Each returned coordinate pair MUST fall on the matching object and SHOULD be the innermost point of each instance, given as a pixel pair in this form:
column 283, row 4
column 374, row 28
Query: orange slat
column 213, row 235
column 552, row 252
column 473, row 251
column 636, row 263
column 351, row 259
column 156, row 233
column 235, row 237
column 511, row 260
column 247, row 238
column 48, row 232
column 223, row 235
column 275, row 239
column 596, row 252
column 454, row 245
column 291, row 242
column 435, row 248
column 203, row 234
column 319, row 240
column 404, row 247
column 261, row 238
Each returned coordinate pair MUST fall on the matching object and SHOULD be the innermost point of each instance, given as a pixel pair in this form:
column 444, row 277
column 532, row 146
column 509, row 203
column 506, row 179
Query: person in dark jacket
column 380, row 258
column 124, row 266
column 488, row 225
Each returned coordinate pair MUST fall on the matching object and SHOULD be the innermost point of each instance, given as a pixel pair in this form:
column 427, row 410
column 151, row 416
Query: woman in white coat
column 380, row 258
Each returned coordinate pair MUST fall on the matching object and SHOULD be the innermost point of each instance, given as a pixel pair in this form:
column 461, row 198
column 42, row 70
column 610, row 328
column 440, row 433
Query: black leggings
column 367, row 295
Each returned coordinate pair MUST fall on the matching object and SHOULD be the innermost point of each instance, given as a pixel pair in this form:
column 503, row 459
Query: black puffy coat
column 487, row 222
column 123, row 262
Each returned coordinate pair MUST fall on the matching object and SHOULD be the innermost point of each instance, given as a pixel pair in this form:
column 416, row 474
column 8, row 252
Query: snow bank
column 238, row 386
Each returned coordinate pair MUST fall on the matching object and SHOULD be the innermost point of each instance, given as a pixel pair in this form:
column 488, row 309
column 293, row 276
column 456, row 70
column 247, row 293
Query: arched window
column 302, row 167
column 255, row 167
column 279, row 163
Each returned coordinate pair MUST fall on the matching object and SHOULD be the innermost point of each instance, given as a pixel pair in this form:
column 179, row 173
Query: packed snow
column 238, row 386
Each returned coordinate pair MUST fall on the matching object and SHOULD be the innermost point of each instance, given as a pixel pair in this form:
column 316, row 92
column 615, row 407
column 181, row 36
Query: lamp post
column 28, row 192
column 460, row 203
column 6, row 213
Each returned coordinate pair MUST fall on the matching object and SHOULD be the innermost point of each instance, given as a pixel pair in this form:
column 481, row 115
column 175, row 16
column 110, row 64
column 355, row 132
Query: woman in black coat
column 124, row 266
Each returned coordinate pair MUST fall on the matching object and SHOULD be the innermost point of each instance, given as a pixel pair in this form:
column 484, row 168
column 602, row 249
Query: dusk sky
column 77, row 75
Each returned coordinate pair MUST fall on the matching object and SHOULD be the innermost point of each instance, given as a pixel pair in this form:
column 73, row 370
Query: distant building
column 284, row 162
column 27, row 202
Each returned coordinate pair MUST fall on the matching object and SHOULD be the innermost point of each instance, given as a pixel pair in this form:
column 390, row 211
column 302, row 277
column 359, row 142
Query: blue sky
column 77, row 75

- **TO DO**: All of the entries must be printed again exactly as given.

- **TASK ANSWER**:
Each returned coordinate pair MUST fall on the matching object and SHOULD be the innermost point of each instance, given as a pixel pair in this form:
column 283, row 4
column 374, row 28
Query: orange slat
column 213, row 235
column 552, row 252
column 473, row 251
column 636, row 263
column 351, row 259
column 156, row 233
column 235, row 237
column 511, row 260
column 247, row 238
column 48, row 232
column 223, row 235
column 275, row 239
column 596, row 252
column 454, row 245
column 291, row 242
column 435, row 248
column 203, row 234
column 319, row 240
column 404, row 247
column 261, row 238
Each returned coordinate pair MUST fall on the matching object and SHOULD be the innermost point of each instance, given as a pixel pair in this form:
column 444, row 277
column 532, row 146
column 509, row 203
column 506, row 179
Query: person in dark jacket
column 380, row 258
column 124, row 266
column 488, row 225
Each returned coordinate pair MUST fall on the matching object and SHOULD be the innermost point of each instance, given as a pixel pair in this form:
column 427, row 410
column 151, row 416
Query: woman in white coat
column 380, row 258
Each returned coordinate pair MUST fall on the matching object and SHOULD be the innermost point of each instance, given as a pixel pair in this form:
column 461, row 198
column 42, row 70
column 610, row 328
column 440, row 433
Query: black leggings
column 367, row 295
Each returned coordinate pair MUST fall on the matching object and SHOULD be the innermost point of each instance, given as a pixel pair in this form:
column 503, row 459
Query: black puffy coat
column 487, row 222
column 123, row 262
Each returned coordinate pair MUST fall on the matching object and SHOULD be the innermost point of each instance, given as a pixel pair in this form:
column 416, row 474
column 8, row 252
Query: snow bank
column 238, row 386
Each returned coordinate pair MUST fall on the matching object and SHOULD be the innermost point of each instance, given as a pixel pair in this form:
column 488, row 309
column 293, row 276
column 456, row 70
column 247, row 293
Query: arched window
column 302, row 167
column 255, row 167
column 279, row 163
Each returned coordinate pair MUST fall on the matching object and SHOULD be the innermost point of each instance, given as a pixel pair in this form:
column 179, row 173
Query: packed snow
column 238, row 386
Each returned coordinate pair MUST fall on the matching object and SHOULD be the innermost point of each instance, given as a pixel pair in this form:
column 316, row 92
column 615, row 407
column 181, row 36
Query: lamp post
column 28, row 192
column 460, row 203
column 6, row 213
Each returned coordinate pair MUST fall on the matching object and SHOULD be the innermost point of each instance, given as a pixel pair in this form:
column 481, row 115
column 175, row 16
column 110, row 64
column 355, row 132
Query: woman in black coat
column 124, row 266
Each returned coordinate pair MUST fall on the matching object and SHOULD be the innermost point of each instance, given as a pixel pair in this form:
column 484, row 168
column 602, row 249
Query: dusk sky
column 77, row 75
Each returned coordinate pair MUST fall on the matching object and SHOULD be the innermost point of each instance, given as a pixel pair in this form:
column 73, row 370
Query: distant building
column 284, row 162
column 27, row 202
Each returned coordinate pair MUST fall on the matching object and SHOULD be the innermost point of each instance, given as a pixel pair in this form:
column 390, row 211
column 302, row 277
column 359, row 142
Query: blue sky
column 77, row 75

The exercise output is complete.